> The exercise: Gather every line of the items below that contains the word "green", and copy each of those lines in full.

■ ■ ■ ■ ■

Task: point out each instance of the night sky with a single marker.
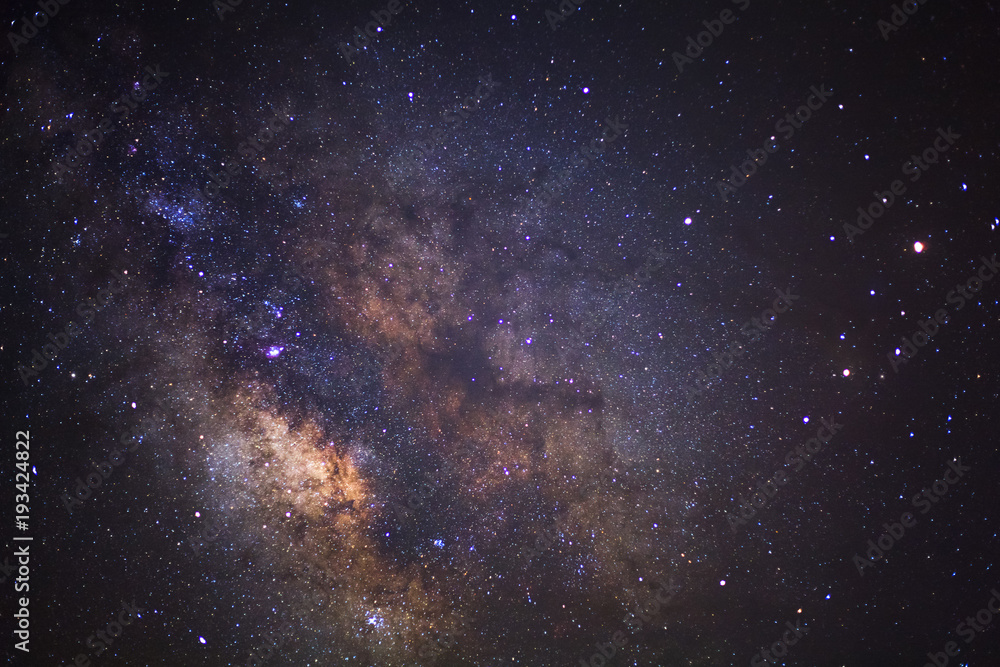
(641, 333)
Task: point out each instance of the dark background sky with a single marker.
(342, 321)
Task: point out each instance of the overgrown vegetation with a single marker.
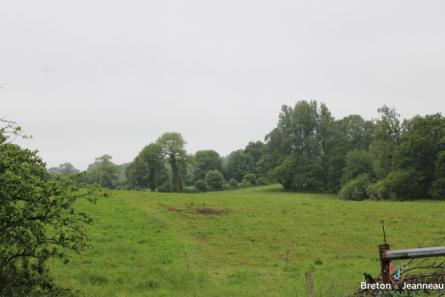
(309, 150)
(258, 241)
(38, 220)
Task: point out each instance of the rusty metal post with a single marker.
(385, 263)
(310, 284)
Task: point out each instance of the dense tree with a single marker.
(214, 179)
(37, 220)
(148, 168)
(64, 169)
(103, 172)
(172, 145)
(237, 165)
(385, 140)
(206, 161)
(301, 144)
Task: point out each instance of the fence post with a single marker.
(310, 284)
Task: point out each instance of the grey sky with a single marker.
(93, 77)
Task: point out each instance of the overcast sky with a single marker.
(89, 77)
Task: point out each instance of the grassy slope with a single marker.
(262, 246)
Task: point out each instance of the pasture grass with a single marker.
(250, 242)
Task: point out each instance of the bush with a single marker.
(399, 184)
(233, 183)
(214, 179)
(166, 187)
(200, 185)
(249, 178)
(380, 191)
(190, 189)
(244, 185)
(437, 189)
(262, 181)
(356, 189)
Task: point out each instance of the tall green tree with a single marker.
(172, 144)
(103, 172)
(38, 220)
(64, 169)
(148, 168)
(237, 165)
(205, 161)
(385, 140)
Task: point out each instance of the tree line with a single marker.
(309, 150)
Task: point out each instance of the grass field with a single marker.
(251, 242)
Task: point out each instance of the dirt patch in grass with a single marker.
(204, 210)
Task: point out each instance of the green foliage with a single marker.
(249, 178)
(237, 165)
(214, 179)
(262, 181)
(356, 189)
(437, 189)
(172, 145)
(233, 183)
(148, 168)
(358, 162)
(186, 253)
(200, 185)
(304, 148)
(398, 184)
(64, 169)
(103, 172)
(38, 221)
(206, 161)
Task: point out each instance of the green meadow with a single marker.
(251, 242)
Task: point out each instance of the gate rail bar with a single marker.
(414, 253)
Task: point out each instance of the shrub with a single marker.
(214, 179)
(233, 183)
(262, 181)
(399, 184)
(249, 178)
(243, 185)
(200, 185)
(355, 189)
(166, 187)
(379, 191)
(190, 189)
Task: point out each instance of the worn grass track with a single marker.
(252, 242)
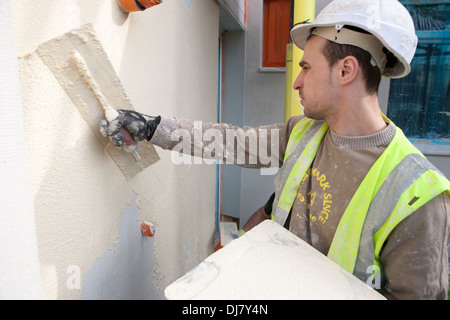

■ ■ ■ ■ ■

> Correct response:
Task: point out each instance of the tall green tree with a single marker.
Task: point out each instance of the green foliage with a single marker.
Task: point out each instance of the green meadow with a single marker.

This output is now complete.